EXERCISE OBJECTIVE: List every line in the data below that contains the string "exact". Treat uppercase and lowercase letters as different.

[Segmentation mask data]
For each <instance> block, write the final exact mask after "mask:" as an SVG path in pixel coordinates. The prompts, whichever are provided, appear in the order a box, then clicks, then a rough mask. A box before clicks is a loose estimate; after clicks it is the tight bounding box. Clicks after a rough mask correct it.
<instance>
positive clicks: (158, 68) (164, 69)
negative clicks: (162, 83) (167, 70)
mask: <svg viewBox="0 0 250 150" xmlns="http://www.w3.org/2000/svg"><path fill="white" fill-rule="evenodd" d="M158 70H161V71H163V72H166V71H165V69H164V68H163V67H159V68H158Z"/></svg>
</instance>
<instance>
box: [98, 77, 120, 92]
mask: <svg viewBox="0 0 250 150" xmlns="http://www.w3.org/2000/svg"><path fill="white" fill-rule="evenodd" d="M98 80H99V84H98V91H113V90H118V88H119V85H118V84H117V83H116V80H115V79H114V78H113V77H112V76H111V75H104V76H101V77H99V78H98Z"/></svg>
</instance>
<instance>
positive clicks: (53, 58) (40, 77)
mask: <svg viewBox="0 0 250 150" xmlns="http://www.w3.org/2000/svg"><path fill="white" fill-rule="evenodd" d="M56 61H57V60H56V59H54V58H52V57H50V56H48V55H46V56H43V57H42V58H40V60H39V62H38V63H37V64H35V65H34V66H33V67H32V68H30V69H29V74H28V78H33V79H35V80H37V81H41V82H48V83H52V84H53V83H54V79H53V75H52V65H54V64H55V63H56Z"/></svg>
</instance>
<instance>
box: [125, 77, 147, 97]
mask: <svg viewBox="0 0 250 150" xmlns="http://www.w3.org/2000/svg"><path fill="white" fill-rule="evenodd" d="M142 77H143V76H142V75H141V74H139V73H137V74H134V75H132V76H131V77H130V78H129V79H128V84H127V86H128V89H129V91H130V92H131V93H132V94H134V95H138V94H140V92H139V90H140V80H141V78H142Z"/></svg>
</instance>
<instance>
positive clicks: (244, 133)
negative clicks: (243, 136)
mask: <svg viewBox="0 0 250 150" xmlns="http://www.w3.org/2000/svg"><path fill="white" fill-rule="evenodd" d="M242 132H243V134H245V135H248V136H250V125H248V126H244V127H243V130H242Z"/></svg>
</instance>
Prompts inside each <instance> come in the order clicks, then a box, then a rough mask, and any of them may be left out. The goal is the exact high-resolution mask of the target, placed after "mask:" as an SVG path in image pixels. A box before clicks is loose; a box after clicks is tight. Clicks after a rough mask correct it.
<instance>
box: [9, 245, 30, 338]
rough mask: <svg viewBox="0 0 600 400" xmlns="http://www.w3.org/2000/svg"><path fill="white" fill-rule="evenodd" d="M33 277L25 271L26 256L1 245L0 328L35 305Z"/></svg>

SOLUTION FOR THIS PROBLEM:
For each <instance> block, write the final exact mask after "mask:" as an SVG path in pixel coordinates. The prompts, whichever are provided, appear in the order a box, then clicks, then a rough mask. A box before clicks is a loose estimate; after clicks it is the tight bounding box. Clicks after a rough mask correct it.
Prompts inside each <instance> come in the order clicks, then a box, then a rough mask, and any of them may be left out. The goal is the exact high-resolution mask of the target, placed after "mask:" as an SVG path in image pixels. A box before clicks is loose; a box after clicks is tight. Clicks after a rough mask correct it.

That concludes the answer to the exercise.